[lojban] LLLP (Lua LPeg Lojban Parser), alpha version available for testing

I've decided to release an alpha version of my parser for testing and comments as I must stop developing it for a while - it is causing me too much loss of sleep and disturbance of domestic peace :)

A package containing the parser scripts and a luajit linux binary with a built-in LPeg library is available at this stage at my web site: http://galactinus.net/vilva/lllp.tgz (235 kb). Mac and Windows users will have to get either lua or luajit2 and the LPeg library from elsewhere.

I've checked the code once more and cleaned it a little bit. There shouldn't be any major problems, but as I haven't yet been able to do extensive testing, I decided to publish yhe program as an alpha version and only on my own site. There may be obscure errors in the PEG so the output of this version shouldn't be taken as gospel. THIS ISN'T A CERTIFIED PARSER. Anyway, it handles most of "Alice".

I've appended the README file from the package.

Veijo

LLLP = Lua LPeg Lojban Parser

(Version = alpha)

Requirements:

lua5.1x (or luajit2) and the LPeg library (either built-in or external)

LuaJIT doesn't seem to offer any benefit for the PEG but makes a difference

in auxiliary operations. However, for reasonable sized texts the difference

is negligible.

lua : http://www.lua.org

luajit : http://luajit.org

LPeg : http://www.inf.puc-rio.br/~roberto/lpeg/lpeg.html

http://www.inf.puc-rio.br/~roberto/docs/peg.pdf (theoretical basis)

LLLP files:

lllp.lua the main program script

lllp_morphology.lua the Lojban morphology PEG

lllp_syntax_r.lua the Lojban syntax PEG, a reduced output version

lllp_syntax_f.lua the Lojban syntax PEG, a "full" output version

The reduced output version of the syntax PEG omits the numbered intermediate

rules (e.g. term-1) from the output because the depth of the "full" parse

tree can exceed the maximum number of syntax levels an unmodified lua/luajit

interpreter can handle (200 levels), and increasing the limit can be unsafe.

While parsing "Alice" using the "full" output version, the program hit the

limit at three points. I've set the program to use the reduced output version

as the full output isn't usually required. The version to use can be changed

by editing the main program script.

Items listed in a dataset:
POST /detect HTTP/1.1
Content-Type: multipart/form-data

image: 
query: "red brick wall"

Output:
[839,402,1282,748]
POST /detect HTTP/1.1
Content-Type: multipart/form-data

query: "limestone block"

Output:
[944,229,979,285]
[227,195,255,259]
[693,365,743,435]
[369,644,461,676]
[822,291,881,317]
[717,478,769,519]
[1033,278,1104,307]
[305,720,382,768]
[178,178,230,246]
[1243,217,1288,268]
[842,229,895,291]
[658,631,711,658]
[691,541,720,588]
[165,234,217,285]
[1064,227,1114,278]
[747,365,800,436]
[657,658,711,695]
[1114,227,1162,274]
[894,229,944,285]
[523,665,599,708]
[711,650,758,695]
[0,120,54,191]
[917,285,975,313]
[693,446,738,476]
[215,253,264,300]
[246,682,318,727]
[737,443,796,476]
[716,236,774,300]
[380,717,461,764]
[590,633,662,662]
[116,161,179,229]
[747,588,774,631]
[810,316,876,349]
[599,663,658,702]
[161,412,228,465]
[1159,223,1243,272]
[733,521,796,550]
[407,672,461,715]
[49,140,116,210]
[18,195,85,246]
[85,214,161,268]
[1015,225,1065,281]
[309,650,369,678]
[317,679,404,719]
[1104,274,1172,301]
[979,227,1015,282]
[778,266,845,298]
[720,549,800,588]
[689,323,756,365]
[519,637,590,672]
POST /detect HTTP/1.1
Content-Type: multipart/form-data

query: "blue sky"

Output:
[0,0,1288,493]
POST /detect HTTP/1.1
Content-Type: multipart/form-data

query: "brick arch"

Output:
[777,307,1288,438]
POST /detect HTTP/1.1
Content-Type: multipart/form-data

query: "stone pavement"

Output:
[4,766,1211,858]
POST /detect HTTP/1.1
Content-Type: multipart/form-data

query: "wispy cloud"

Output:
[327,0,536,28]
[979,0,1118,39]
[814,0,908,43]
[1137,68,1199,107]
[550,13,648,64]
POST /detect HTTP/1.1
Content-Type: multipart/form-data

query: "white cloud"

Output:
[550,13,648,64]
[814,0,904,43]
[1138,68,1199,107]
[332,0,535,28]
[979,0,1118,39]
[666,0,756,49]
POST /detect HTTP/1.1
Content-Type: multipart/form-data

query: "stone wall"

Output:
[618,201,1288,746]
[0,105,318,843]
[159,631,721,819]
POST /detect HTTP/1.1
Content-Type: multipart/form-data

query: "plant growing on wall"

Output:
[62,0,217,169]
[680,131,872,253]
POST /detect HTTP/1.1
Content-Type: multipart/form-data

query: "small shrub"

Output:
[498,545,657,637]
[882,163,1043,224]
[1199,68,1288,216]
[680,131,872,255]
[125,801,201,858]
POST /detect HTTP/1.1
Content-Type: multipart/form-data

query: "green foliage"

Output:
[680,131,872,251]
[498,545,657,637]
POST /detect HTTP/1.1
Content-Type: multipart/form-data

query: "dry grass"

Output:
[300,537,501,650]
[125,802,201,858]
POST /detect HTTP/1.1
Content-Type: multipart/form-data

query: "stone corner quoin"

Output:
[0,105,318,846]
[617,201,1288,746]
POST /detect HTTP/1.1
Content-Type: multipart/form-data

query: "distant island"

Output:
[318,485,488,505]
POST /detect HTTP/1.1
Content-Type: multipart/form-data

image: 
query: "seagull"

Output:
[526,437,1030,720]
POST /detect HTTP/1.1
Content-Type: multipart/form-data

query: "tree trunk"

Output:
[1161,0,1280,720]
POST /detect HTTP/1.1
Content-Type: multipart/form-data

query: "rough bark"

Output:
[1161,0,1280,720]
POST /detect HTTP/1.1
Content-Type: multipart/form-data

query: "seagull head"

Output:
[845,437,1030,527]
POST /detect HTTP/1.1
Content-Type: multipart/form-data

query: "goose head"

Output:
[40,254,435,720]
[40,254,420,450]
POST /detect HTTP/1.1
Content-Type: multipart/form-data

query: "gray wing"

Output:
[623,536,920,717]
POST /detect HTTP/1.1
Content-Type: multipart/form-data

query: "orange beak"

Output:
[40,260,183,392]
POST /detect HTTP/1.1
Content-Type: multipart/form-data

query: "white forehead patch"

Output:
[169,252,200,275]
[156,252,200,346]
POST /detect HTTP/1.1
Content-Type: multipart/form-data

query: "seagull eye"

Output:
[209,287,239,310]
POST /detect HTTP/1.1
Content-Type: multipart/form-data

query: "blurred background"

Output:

* What you need to do:
[1] From the parser announcement, copy the passage that begins at the words "limit at three" and stops after "main program script.", swapping "editing" for "modifying".
[2] According to the parser announcement, how many syntax levels can an unmodified lua/luajit interpreter handle?
[3] Summarize the parser announcement in two sentences.

* Answers for the exercise:
[1]
limit at three points. I've set the program to use the reduced output version

as the full output isn't usually required. The version to use can be changed

by modifying the main program script.

[2] 200 levels.

[3] An alpha version of LLLP, a Lua LPeg Lojban parser, has been released for testing and comments, though it has not been extensively tested and is not a certified parser. It requires lua5.1x or luajit2 with the LPeg library, and it uses a reduced-output syntax PEG by default because the "full" parse tree can exceed the interpreter's 200-level syntax limit.